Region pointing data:
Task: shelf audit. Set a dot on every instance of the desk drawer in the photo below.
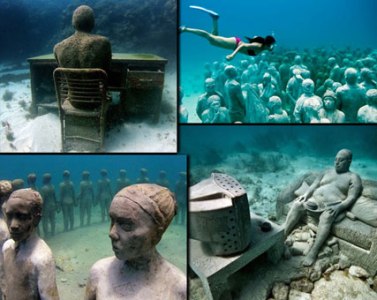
(144, 79)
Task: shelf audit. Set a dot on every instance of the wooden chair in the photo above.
(83, 102)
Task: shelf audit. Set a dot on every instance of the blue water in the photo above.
(19, 166)
(321, 142)
(295, 24)
(30, 28)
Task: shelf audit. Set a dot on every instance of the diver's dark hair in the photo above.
(269, 40)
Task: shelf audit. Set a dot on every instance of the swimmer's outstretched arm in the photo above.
(233, 54)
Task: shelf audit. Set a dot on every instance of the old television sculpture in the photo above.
(219, 215)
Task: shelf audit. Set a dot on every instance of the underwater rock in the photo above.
(344, 262)
(302, 285)
(340, 286)
(357, 271)
(297, 295)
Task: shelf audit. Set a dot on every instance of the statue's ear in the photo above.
(37, 215)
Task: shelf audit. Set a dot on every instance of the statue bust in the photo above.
(84, 49)
(139, 215)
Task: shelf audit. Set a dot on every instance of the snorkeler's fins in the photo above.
(210, 12)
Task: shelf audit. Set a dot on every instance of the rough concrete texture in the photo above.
(341, 286)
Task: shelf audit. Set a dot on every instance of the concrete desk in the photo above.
(139, 79)
(215, 270)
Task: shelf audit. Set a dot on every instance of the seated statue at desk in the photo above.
(84, 49)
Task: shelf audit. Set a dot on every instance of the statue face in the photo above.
(133, 234)
(329, 103)
(342, 162)
(19, 219)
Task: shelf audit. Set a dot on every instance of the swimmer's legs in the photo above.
(218, 41)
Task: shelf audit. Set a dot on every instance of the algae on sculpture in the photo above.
(139, 215)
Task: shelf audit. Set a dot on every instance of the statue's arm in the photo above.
(47, 279)
(354, 191)
(313, 186)
(91, 285)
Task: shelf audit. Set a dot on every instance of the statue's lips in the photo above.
(15, 235)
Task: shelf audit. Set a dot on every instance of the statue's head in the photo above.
(329, 100)
(66, 174)
(230, 71)
(83, 18)
(23, 211)
(372, 97)
(274, 103)
(46, 178)
(343, 161)
(31, 178)
(351, 75)
(139, 215)
(210, 85)
(308, 86)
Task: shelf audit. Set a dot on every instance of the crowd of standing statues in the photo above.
(315, 87)
(66, 196)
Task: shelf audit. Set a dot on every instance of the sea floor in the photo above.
(263, 187)
(20, 132)
(256, 279)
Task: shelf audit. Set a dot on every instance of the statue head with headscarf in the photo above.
(139, 215)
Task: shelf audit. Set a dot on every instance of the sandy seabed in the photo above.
(262, 188)
(21, 133)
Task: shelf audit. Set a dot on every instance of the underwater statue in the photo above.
(86, 198)
(351, 96)
(330, 195)
(84, 49)
(139, 215)
(104, 194)
(163, 179)
(252, 47)
(183, 112)
(277, 113)
(368, 113)
(333, 114)
(28, 266)
(181, 196)
(143, 176)
(5, 191)
(68, 201)
(203, 101)
(50, 206)
(18, 184)
(267, 88)
(294, 89)
(31, 181)
(123, 181)
(215, 114)
(307, 103)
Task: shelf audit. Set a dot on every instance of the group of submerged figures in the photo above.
(319, 86)
(139, 215)
(65, 198)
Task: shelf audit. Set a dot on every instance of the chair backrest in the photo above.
(83, 88)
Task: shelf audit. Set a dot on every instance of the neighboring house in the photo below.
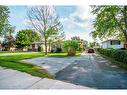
(116, 44)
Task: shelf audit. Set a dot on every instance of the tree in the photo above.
(9, 40)
(25, 37)
(81, 43)
(56, 40)
(4, 14)
(45, 21)
(93, 44)
(70, 47)
(110, 21)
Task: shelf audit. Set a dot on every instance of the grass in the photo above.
(62, 54)
(119, 64)
(13, 62)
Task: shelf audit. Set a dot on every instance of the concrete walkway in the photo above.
(12, 79)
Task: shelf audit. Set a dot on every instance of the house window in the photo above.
(115, 42)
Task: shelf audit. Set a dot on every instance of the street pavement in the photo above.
(95, 72)
(12, 79)
(88, 71)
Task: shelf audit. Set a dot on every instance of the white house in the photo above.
(116, 44)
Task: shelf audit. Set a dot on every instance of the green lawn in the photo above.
(13, 62)
(62, 54)
(119, 64)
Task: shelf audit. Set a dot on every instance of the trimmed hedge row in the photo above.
(118, 55)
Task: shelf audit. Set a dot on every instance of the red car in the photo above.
(91, 50)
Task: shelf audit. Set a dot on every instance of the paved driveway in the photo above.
(92, 70)
(12, 79)
(53, 64)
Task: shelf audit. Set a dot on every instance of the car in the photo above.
(90, 50)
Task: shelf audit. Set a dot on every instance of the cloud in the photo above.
(79, 23)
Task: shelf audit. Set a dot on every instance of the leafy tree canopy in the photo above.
(26, 37)
(4, 14)
(110, 21)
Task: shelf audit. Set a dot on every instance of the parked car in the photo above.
(91, 50)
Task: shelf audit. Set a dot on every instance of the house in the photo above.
(115, 44)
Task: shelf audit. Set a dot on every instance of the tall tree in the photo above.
(45, 21)
(25, 37)
(4, 14)
(9, 40)
(110, 21)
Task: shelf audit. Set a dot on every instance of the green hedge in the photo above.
(118, 55)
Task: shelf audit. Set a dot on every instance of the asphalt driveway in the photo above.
(93, 71)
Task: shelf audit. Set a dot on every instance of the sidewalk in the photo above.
(12, 79)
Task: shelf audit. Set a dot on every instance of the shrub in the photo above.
(40, 48)
(58, 50)
(119, 55)
(70, 47)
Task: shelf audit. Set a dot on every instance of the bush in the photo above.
(119, 55)
(40, 48)
(70, 47)
(58, 50)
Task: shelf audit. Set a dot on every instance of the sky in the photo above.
(76, 20)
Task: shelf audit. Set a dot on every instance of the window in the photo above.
(115, 42)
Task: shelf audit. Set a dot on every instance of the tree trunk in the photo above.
(46, 52)
(125, 21)
(49, 46)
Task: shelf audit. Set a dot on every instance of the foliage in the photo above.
(81, 43)
(45, 21)
(40, 48)
(8, 42)
(4, 15)
(110, 21)
(25, 37)
(70, 47)
(14, 62)
(93, 44)
(118, 55)
(58, 50)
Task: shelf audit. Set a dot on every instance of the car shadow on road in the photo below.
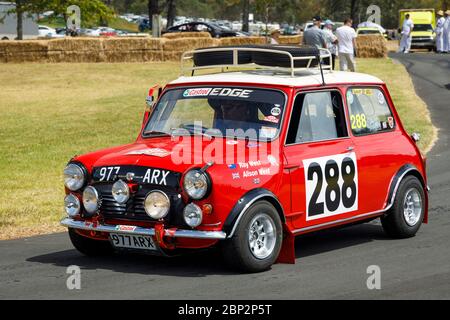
(209, 262)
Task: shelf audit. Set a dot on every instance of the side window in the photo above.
(317, 116)
(369, 111)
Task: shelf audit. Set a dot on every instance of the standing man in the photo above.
(314, 36)
(331, 40)
(408, 27)
(346, 37)
(440, 32)
(446, 32)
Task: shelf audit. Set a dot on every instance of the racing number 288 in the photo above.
(331, 185)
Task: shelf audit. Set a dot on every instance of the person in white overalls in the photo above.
(446, 48)
(440, 32)
(408, 27)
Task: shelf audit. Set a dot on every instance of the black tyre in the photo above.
(221, 57)
(90, 247)
(280, 60)
(406, 215)
(257, 240)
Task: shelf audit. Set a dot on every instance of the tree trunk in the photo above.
(19, 14)
(354, 11)
(153, 8)
(245, 14)
(171, 12)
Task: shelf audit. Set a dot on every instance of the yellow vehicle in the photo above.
(370, 30)
(423, 36)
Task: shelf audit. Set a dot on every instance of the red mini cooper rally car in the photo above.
(268, 145)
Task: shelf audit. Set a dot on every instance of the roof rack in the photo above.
(323, 55)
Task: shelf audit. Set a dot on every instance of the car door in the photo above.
(377, 143)
(321, 160)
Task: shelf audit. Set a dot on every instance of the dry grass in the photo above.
(371, 46)
(50, 112)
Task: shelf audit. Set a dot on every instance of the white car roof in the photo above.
(302, 79)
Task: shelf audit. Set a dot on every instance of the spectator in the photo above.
(346, 36)
(408, 27)
(315, 36)
(275, 36)
(331, 40)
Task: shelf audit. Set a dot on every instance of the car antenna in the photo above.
(321, 69)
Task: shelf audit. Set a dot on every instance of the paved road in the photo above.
(330, 265)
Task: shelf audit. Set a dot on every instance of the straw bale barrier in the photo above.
(180, 35)
(371, 46)
(296, 40)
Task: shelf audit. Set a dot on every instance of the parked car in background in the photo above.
(423, 36)
(215, 30)
(8, 23)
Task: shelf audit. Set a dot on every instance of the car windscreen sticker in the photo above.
(331, 185)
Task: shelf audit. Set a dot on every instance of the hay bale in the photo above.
(75, 56)
(130, 44)
(290, 39)
(188, 44)
(133, 56)
(13, 46)
(371, 46)
(181, 35)
(239, 41)
(76, 44)
(31, 56)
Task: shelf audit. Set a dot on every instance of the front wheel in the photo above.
(257, 240)
(90, 247)
(406, 215)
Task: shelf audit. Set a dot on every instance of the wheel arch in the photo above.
(402, 173)
(245, 202)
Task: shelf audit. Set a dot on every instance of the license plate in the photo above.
(132, 241)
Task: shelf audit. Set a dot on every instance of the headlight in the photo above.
(193, 215)
(157, 204)
(74, 177)
(72, 205)
(196, 184)
(121, 192)
(90, 200)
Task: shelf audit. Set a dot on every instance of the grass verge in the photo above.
(50, 112)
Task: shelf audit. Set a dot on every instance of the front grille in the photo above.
(134, 208)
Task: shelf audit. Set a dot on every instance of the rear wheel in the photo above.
(407, 213)
(256, 242)
(90, 247)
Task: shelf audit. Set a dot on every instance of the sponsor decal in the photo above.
(125, 228)
(272, 119)
(276, 111)
(350, 97)
(156, 152)
(268, 132)
(380, 98)
(272, 160)
(391, 122)
(220, 92)
(198, 92)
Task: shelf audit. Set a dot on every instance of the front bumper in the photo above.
(134, 230)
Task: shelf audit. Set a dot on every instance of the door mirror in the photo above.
(152, 97)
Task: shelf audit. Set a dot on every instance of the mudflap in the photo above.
(287, 252)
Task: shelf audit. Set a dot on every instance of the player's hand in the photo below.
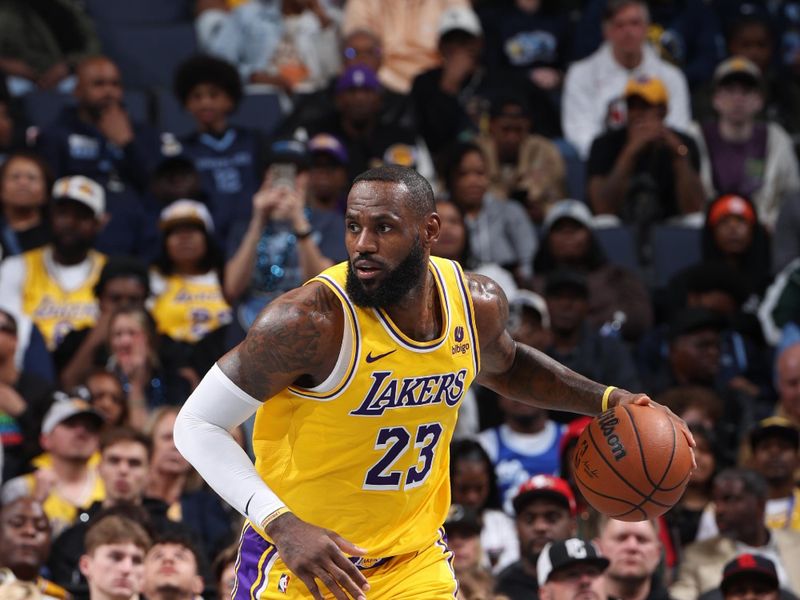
(313, 553)
(645, 400)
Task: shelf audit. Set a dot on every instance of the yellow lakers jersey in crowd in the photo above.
(55, 310)
(366, 453)
(188, 308)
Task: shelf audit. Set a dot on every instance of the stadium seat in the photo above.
(140, 12)
(675, 247)
(148, 56)
(619, 246)
(257, 111)
(42, 107)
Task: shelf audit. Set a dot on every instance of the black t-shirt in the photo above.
(652, 173)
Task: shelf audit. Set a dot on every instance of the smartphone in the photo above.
(283, 174)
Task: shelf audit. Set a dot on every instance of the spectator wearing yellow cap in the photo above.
(646, 171)
(593, 85)
(53, 284)
(740, 154)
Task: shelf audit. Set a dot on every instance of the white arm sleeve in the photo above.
(216, 406)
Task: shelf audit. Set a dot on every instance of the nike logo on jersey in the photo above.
(371, 359)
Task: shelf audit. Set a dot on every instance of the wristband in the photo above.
(606, 394)
(272, 516)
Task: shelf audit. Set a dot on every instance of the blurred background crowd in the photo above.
(626, 170)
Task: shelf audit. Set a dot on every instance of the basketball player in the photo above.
(355, 379)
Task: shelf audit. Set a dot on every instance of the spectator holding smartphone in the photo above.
(280, 246)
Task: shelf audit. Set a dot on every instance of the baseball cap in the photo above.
(547, 486)
(563, 278)
(460, 18)
(528, 299)
(188, 212)
(650, 89)
(693, 319)
(737, 68)
(731, 204)
(324, 143)
(81, 189)
(567, 209)
(749, 564)
(358, 76)
(775, 427)
(66, 408)
(559, 555)
(462, 518)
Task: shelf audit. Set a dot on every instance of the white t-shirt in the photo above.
(499, 542)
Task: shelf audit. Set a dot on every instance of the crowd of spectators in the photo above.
(626, 170)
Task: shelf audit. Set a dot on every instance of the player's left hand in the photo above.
(625, 397)
(313, 553)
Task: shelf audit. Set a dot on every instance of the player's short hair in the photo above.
(752, 482)
(125, 434)
(420, 192)
(615, 6)
(115, 529)
(202, 68)
(118, 267)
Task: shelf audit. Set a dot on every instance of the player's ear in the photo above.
(433, 227)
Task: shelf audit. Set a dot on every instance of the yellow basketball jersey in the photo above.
(190, 307)
(366, 453)
(57, 311)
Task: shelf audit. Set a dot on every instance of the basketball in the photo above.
(632, 463)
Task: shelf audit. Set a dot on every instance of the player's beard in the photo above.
(396, 284)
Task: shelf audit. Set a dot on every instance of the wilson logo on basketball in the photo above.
(608, 423)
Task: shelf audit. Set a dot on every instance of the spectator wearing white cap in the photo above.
(442, 96)
(572, 568)
(740, 154)
(66, 479)
(188, 302)
(617, 296)
(53, 284)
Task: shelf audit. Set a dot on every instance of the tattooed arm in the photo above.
(296, 339)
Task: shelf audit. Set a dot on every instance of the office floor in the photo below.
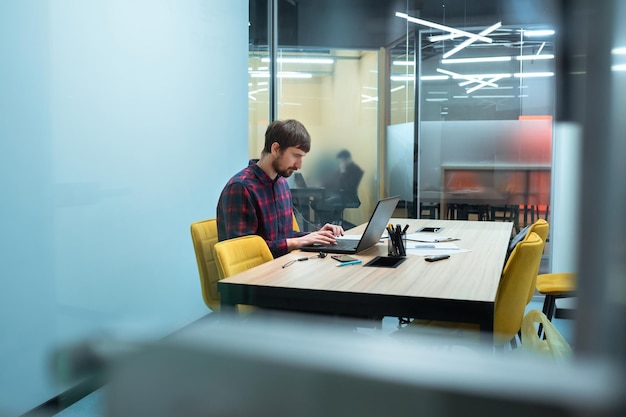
(94, 405)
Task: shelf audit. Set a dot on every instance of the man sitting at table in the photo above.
(257, 199)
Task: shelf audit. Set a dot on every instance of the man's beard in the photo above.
(286, 173)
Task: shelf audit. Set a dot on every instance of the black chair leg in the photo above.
(548, 309)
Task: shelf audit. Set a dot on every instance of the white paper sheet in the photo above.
(425, 249)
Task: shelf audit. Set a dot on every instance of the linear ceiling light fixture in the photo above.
(473, 78)
(534, 57)
(482, 84)
(533, 74)
(403, 63)
(478, 59)
(281, 74)
(538, 33)
(295, 60)
(470, 41)
(367, 98)
(433, 25)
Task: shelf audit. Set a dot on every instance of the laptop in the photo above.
(371, 236)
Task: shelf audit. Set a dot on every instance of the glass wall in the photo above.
(112, 142)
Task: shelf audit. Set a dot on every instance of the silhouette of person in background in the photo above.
(341, 190)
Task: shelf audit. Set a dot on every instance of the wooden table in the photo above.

* **WHAT TO WORK ON**
Locate the line with "laptop in the photo above." in the entries above; extract it and every line after it, verbatim.

* **OUTPUT OF THE TASK**
Task: shelf audit. Set a dot on every instance of the laptop in the photo above.
(371, 236)
Task: shelf audit. Set a dot on every instance of the glass wall in the photo above.
(112, 142)
Task: shelf audit. Set a dot on every instance of the silhouette of person in background in the photo above.
(341, 190)
Task: shelf audit. Set a dot on every instance of the wooden table in the photo above.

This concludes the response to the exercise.